++++ Listing ++++
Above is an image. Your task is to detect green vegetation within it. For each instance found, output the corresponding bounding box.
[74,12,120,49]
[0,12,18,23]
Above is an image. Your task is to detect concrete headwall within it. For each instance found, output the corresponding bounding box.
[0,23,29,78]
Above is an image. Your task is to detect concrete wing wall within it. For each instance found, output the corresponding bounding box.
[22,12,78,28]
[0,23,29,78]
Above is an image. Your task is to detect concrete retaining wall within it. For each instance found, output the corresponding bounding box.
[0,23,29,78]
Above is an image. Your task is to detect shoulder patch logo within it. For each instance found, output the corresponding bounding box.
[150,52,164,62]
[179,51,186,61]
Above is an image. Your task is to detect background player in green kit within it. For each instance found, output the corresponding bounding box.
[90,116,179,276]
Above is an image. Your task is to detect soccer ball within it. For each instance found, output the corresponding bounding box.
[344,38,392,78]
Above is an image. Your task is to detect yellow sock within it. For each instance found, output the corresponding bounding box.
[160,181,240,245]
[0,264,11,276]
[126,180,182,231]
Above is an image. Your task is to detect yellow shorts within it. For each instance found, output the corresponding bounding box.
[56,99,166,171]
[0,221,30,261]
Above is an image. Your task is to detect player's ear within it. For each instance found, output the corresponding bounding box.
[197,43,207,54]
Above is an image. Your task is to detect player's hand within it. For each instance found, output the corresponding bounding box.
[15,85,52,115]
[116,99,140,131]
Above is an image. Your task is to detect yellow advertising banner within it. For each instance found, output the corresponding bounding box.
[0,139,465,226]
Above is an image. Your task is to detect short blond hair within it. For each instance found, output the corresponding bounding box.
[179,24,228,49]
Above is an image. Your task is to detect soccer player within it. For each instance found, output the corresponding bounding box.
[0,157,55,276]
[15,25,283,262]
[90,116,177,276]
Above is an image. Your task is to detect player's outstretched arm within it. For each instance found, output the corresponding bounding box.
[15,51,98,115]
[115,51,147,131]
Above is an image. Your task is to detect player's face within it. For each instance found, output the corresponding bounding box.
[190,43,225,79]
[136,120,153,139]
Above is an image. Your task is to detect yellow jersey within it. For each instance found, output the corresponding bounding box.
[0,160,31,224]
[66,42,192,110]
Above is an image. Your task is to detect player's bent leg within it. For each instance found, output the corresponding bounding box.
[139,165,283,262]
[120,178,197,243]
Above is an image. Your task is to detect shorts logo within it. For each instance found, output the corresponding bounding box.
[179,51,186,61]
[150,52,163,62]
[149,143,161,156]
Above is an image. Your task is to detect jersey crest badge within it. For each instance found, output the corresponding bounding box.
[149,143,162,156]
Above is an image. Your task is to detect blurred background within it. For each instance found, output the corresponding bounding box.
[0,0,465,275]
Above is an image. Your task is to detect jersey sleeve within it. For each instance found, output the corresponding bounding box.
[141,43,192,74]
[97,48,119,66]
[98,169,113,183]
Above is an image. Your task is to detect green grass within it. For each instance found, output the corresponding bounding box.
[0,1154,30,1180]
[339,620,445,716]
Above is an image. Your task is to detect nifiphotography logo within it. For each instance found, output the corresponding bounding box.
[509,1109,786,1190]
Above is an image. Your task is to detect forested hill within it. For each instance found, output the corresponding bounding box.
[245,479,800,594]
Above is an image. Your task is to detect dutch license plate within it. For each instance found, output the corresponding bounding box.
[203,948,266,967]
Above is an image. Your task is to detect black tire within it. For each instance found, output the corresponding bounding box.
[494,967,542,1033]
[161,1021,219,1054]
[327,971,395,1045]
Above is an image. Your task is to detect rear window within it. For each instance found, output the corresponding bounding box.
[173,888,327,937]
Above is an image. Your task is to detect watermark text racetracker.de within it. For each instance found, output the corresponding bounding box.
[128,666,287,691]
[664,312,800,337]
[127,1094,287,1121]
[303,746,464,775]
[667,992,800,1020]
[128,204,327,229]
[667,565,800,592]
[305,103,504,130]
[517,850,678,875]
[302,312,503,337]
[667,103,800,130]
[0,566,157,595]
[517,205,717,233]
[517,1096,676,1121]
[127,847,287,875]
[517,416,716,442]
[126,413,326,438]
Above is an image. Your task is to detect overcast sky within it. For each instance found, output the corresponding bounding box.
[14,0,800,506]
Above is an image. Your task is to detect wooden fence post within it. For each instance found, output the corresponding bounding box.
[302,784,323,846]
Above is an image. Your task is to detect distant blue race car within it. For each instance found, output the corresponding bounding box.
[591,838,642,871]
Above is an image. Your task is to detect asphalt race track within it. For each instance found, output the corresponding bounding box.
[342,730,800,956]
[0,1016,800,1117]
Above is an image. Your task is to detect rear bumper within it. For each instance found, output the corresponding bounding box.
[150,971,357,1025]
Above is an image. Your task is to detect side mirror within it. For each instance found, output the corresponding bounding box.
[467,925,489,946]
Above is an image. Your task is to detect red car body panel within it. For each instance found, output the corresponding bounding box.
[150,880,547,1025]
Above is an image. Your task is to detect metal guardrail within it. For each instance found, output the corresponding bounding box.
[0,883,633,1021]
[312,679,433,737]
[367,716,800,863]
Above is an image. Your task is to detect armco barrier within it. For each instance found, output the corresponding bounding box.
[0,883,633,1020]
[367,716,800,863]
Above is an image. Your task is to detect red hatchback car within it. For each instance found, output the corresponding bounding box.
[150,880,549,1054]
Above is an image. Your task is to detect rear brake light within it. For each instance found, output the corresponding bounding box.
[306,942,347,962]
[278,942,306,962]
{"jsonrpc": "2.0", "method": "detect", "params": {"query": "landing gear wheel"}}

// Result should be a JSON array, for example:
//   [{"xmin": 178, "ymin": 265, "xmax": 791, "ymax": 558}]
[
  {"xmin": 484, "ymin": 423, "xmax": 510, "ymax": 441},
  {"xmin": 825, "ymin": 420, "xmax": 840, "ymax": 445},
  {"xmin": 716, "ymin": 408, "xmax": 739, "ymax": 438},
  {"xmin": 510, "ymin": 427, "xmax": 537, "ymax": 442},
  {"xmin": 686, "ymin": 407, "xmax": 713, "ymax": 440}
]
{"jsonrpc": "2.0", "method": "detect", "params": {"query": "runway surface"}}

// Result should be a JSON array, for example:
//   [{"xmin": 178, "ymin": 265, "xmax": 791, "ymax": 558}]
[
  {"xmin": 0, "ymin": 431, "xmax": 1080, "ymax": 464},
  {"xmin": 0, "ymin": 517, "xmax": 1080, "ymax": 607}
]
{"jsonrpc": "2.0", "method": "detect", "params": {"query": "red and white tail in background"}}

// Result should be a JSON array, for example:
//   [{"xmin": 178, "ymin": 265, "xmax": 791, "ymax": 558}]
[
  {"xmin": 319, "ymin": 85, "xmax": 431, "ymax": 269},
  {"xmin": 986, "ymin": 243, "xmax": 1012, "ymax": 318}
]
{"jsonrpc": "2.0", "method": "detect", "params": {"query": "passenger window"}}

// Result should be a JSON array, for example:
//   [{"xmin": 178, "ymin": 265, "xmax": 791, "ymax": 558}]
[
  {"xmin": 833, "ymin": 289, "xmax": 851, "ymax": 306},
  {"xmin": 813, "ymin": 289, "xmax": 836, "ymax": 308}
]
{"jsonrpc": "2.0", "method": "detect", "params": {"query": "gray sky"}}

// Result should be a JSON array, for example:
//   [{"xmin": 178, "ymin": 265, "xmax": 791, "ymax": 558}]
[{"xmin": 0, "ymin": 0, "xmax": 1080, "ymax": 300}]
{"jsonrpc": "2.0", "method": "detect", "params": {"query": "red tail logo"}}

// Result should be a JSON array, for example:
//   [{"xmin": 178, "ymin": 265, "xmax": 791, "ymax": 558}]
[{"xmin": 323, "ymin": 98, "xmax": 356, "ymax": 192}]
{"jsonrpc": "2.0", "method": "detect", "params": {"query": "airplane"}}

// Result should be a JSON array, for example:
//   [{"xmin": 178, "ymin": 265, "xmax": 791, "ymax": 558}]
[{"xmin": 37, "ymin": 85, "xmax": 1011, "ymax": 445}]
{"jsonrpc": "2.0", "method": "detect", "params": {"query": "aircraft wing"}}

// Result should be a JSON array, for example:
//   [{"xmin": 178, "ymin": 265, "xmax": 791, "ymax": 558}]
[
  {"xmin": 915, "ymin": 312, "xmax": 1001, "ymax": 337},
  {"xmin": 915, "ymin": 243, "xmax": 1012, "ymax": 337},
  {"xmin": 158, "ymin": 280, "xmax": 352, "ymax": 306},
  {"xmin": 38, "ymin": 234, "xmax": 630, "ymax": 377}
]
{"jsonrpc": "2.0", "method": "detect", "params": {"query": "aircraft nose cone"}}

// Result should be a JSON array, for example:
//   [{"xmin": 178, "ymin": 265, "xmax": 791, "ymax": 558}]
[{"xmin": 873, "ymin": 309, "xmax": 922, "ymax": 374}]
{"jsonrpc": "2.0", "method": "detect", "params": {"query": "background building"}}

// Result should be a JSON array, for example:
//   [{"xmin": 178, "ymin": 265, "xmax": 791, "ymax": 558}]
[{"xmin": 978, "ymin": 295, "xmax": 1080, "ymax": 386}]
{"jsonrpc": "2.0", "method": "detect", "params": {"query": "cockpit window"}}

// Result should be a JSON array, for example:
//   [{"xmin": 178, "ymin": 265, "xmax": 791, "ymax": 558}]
++++
What this task involves: Scale the data above from the line with "Above is an image. Your task is to detect forested" to the line with "[302,784,323,846]", including both of those lines. Reproduce every line in that span, requests too, but multiply each bounding box coordinate in the answers by 1.9 and round it to a whole number, rounding halves up.

Completed exercise:
Above is an image. Your task is to detect forested hill within it. For each instance found, output the corresponding bounding box.
[466,910,1520,1129]
Above is an image. Your task is to detect dutch license plate within it. For each instance found, output the corresponding bounding box.
[386,1801,505,1837]
Above is an image. Your task is to detect black tire within it. For each instance found, output the corresponding bounding box.
[939,1837,1030,1963]
[306,1940,416,2003]
[621,1845,751,1986]
Above is an image. Your task is to detect rear window within it. For each instance found, output the corresponding bounding box.
[329,1687,621,1780]
Above is an image. Your task is to detect watermark text racetracker.de within it. For each instance found, output the corresponding bounding box.
[243,1265,545,1313]
[1262,593,1520,640]
[241,2079,545,2130]
[576,1417,882,1473]
[1267,1885,1520,1938]
[243,388,621,435]
[1267,1074,1520,1125]
[580,196,958,247]
[982,1615,1288,1663]
[574,593,956,640]
[1267,196,1520,247]
[0,1075,298,1131]
[982,390,1362,443]
[982,2082,1284,2130]
[241,1609,545,1663]
[982,790,1360,840]
[239,785,619,832]
Above is an image. Your task is to detect overcast sky within it. For each instance found, output the corresponding bounding box.
[27,0,1520,961]
Above is an image. Your task is to detect wooden fence post within it. For each instance found, output the corresponding bounding box.
[574,1490,614,1607]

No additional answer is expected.